*Given task*
Copy everything from the start of the records down to the line containing "left=282, top=178, right=296, bottom=244", word for word, both ends included. Leave the pictures out.

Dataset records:
────────────────────

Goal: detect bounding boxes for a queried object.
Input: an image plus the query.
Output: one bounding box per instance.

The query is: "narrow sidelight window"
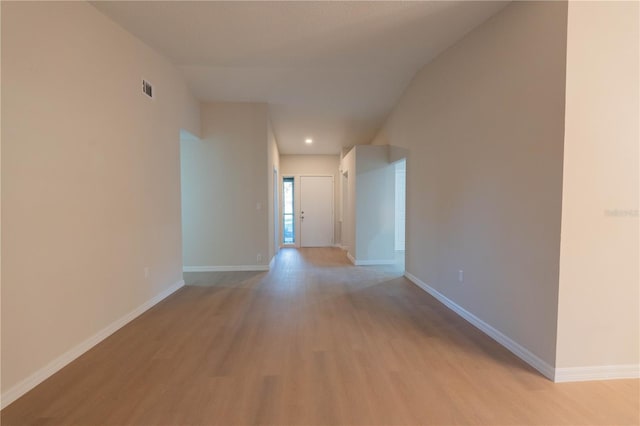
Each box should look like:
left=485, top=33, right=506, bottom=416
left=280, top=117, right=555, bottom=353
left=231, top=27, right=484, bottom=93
left=282, top=178, right=296, bottom=244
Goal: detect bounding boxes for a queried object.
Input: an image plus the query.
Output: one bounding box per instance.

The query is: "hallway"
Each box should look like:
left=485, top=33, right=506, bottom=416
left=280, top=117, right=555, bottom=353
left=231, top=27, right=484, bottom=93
left=1, top=248, right=638, bottom=425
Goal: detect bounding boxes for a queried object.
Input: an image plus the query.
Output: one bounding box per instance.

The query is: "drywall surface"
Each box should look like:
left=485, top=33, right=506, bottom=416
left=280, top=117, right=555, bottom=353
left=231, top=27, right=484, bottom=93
left=181, top=102, right=272, bottom=267
left=355, top=145, right=395, bottom=263
left=372, top=2, right=567, bottom=366
left=557, top=2, right=640, bottom=368
left=340, top=148, right=357, bottom=260
left=280, top=155, right=340, bottom=246
left=1, top=2, right=199, bottom=396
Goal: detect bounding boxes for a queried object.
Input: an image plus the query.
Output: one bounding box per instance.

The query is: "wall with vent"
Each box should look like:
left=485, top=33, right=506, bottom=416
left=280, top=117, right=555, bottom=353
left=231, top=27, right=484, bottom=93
left=1, top=2, right=200, bottom=405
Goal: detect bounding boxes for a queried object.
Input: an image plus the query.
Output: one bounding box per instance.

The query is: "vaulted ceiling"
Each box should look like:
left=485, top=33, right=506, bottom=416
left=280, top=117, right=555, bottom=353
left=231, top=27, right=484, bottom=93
left=92, top=1, right=507, bottom=154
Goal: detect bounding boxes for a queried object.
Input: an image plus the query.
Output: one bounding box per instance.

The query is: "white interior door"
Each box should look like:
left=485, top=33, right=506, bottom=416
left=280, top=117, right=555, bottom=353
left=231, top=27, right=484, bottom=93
left=300, top=176, right=333, bottom=247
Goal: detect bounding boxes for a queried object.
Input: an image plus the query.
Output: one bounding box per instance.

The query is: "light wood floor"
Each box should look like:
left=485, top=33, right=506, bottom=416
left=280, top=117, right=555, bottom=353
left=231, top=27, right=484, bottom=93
left=1, top=249, right=640, bottom=425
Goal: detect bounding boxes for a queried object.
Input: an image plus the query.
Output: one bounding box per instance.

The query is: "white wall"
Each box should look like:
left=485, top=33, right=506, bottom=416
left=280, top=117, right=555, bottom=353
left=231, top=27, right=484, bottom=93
left=280, top=155, right=341, bottom=247
left=556, top=2, right=640, bottom=375
left=181, top=102, right=275, bottom=268
left=354, top=145, right=395, bottom=264
left=394, top=160, right=407, bottom=251
left=1, top=2, right=199, bottom=405
left=377, top=2, right=567, bottom=366
left=340, top=148, right=357, bottom=260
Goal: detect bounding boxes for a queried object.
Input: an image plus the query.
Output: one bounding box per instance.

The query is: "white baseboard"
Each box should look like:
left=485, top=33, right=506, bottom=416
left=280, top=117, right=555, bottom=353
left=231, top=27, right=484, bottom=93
left=354, top=260, right=396, bottom=266
left=404, top=271, right=555, bottom=380
left=554, top=364, right=640, bottom=383
left=182, top=265, right=269, bottom=272
left=0, top=280, right=184, bottom=409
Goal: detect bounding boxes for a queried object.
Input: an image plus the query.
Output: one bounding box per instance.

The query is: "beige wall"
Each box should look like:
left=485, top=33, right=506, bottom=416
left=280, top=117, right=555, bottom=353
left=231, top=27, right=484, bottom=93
left=556, top=2, right=640, bottom=374
left=181, top=102, right=273, bottom=267
left=280, top=155, right=340, bottom=246
left=378, top=2, right=567, bottom=366
left=2, top=2, right=199, bottom=404
left=340, top=148, right=358, bottom=260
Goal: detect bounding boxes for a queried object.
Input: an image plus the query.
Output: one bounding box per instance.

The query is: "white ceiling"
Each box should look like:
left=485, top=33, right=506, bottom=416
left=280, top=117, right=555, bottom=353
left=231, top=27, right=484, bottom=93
left=92, top=1, right=507, bottom=154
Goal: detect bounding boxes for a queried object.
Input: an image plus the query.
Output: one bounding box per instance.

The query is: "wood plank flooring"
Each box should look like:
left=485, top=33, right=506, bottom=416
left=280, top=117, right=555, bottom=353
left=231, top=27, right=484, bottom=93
left=0, top=249, right=640, bottom=425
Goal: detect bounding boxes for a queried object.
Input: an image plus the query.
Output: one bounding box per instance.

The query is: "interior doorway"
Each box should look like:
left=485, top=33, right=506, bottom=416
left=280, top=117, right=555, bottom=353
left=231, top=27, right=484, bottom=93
left=300, top=176, right=333, bottom=247
left=394, top=158, right=407, bottom=270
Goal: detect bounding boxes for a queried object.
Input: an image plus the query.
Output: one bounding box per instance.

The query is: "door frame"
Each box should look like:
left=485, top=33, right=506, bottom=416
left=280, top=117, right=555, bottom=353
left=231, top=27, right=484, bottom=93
left=293, top=173, right=336, bottom=247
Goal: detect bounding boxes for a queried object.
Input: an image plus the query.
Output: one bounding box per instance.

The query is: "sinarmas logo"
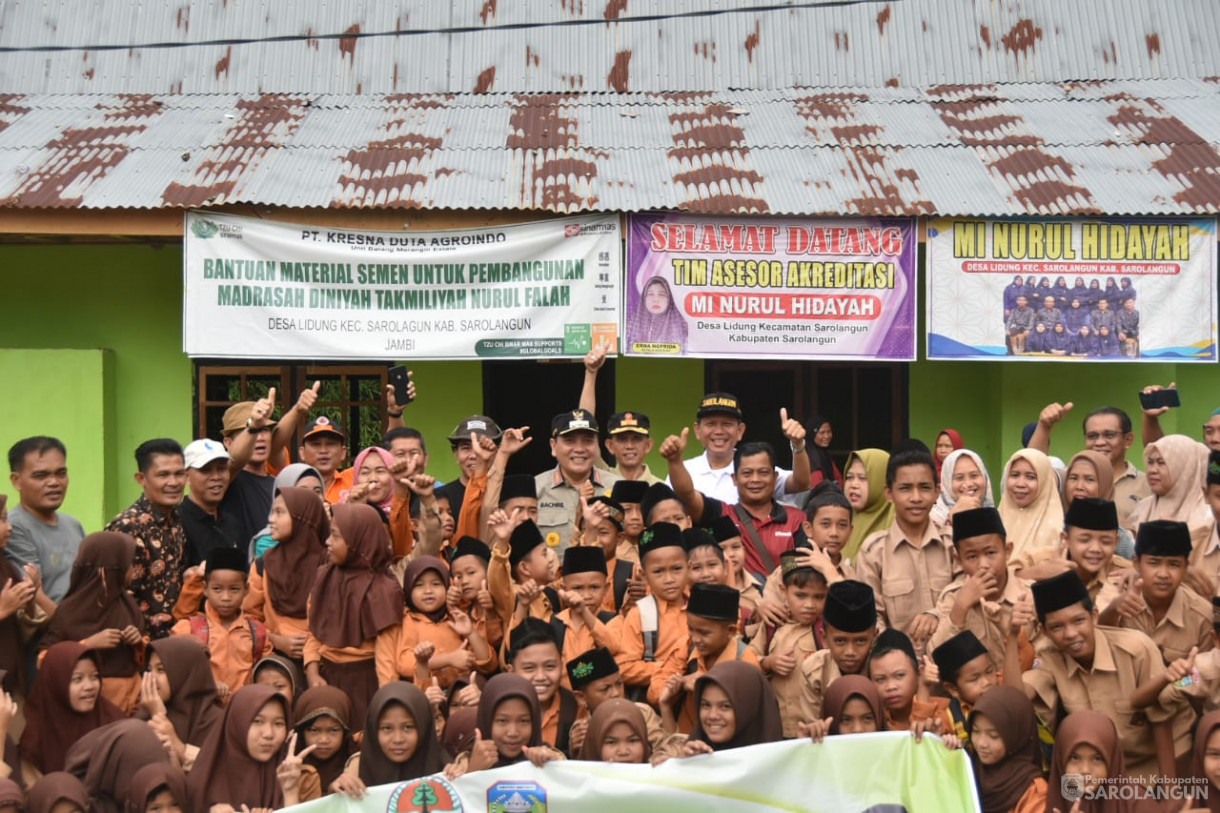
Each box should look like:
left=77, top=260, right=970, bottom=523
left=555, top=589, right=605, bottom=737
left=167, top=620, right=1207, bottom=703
left=190, top=217, right=221, bottom=240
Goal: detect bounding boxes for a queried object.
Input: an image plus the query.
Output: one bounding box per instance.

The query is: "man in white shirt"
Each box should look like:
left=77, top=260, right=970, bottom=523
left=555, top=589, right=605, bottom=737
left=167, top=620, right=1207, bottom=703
left=666, top=392, right=810, bottom=504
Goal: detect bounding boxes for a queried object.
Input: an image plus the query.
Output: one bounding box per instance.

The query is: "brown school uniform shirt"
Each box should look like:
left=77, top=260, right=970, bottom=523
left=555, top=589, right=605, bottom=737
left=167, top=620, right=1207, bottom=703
left=1119, top=587, right=1213, bottom=663
left=855, top=521, right=954, bottom=631
left=375, top=610, right=497, bottom=688
left=648, top=637, right=763, bottom=734
left=927, top=568, right=1038, bottom=668
left=606, top=598, right=691, bottom=706
left=783, top=649, right=844, bottom=737
left=750, top=621, right=817, bottom=737
left=171, top=604, right=273, bottom=695
left=1022, top=626, right=1194, bottom=778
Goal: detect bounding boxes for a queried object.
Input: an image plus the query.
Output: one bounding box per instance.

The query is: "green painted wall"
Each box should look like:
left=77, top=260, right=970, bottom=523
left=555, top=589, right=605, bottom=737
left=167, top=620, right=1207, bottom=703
left=0, top=245, right=192, bottom=531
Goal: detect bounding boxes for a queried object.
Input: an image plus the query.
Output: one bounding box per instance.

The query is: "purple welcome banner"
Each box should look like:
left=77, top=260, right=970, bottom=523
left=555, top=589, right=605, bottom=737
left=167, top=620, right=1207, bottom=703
left=623, top=214, right=916, bottom=361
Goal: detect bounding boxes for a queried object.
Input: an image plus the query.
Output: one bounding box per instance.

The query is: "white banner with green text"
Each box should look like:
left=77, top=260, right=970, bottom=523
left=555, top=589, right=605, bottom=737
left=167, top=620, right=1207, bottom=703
left=183, top=211, right=622, bottom=360
left=280, top=731, right=980, bottom=813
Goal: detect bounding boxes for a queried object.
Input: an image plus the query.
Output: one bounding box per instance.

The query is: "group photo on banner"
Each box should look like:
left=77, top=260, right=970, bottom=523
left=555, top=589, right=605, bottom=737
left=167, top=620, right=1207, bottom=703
left=927, top=217, right=1216, bottom=361
left=183, top=212, right=622, bottom=360
left=622, top=214, right=916, bottom=361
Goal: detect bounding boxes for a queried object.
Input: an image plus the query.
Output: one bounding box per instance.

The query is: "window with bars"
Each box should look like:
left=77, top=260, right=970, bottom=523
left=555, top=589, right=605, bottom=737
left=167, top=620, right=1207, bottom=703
left=195, top=364, right=387, bottom=460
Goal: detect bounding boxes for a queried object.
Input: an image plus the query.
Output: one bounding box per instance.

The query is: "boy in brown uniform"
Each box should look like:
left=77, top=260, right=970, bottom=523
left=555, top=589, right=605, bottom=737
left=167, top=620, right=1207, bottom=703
left=790, top=580, right=877, bottom=736
left=1099, top=520, right=1214, bottom=663
left=1004, top=570, right=1194, bottom=781
left=855, top=450, right=953, bottom=652
left=928, top=508, right=1037, bottom=680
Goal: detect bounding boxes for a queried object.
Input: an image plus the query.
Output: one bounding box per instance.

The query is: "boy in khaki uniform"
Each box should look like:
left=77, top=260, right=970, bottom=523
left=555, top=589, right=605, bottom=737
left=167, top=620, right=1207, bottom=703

────────────────────

*Written reply*
Goal: detect bounding boxes for a queried object.
Input: an image plus the query.
Output: one bounding box per instance.

The query is: "narrow sidelight window"
Each box should look like:
left=485, top=33, right=506, bottom=416
left=280, top=117, right=555, bottom=353
left=231, top=27, right=484, bottom=93
left=282, top=178, right=296, bottom=244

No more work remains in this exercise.